**Goal**
In the listing below, present as a numbered list the lines from the one containing "Please provide the mask of every instance of the roof" through the final line of the listing, inclusive, with blank lines omitted.

(Records from a collection)
○ ○ ○ ○ ○ ○ ○

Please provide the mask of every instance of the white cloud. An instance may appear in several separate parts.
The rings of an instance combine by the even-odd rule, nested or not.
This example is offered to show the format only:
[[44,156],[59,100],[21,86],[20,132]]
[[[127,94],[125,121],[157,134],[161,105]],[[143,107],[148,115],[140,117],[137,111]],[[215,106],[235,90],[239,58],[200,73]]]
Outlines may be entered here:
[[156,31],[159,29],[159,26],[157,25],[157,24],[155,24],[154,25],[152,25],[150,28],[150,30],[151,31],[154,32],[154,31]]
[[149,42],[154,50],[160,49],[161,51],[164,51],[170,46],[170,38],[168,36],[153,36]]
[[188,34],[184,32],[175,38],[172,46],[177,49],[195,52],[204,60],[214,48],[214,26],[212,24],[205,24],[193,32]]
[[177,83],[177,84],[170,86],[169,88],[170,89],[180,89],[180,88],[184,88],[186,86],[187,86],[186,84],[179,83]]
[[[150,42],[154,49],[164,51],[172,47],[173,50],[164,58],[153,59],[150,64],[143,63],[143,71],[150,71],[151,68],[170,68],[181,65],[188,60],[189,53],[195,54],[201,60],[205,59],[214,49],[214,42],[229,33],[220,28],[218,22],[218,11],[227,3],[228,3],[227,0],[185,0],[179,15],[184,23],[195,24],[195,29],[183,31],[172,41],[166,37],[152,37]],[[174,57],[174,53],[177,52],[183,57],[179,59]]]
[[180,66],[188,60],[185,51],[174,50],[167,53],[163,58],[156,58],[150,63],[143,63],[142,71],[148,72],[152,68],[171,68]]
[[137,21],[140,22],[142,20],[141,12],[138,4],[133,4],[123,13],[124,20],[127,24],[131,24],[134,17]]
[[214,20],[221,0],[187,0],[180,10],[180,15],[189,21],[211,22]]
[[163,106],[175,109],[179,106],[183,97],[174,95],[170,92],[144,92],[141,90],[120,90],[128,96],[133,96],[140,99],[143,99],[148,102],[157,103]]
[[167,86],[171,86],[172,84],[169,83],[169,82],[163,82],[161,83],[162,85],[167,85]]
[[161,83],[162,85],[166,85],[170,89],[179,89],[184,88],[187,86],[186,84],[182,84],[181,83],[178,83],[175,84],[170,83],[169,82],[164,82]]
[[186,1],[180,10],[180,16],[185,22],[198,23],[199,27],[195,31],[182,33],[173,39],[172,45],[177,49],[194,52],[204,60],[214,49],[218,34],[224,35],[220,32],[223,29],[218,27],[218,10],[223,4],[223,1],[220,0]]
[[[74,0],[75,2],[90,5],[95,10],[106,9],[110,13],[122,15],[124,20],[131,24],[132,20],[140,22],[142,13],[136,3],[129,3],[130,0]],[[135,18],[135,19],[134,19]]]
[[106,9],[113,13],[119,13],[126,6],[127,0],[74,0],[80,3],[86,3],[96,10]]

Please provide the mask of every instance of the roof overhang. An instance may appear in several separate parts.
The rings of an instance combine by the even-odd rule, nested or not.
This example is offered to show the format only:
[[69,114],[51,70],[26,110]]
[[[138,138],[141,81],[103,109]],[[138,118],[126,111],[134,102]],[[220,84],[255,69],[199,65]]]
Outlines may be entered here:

○ ○ ○ ○ ○ ○ ○

**Full output**
1. Please provide the mask of every instance of the roof overhang. An instance may appear in several separate parts.
2. The rings of an instance combine by the even-odd rule, nested or not.
3. This example is offered to show the format only:
4. [[69,114],[51,70],[26,110]]
5. [[[138,138],[141,81],[103,109]],[[138,118],[126,111],[134,102]],[[220,84],[255,69],[199,65]]]
6. Outlines may be entered here:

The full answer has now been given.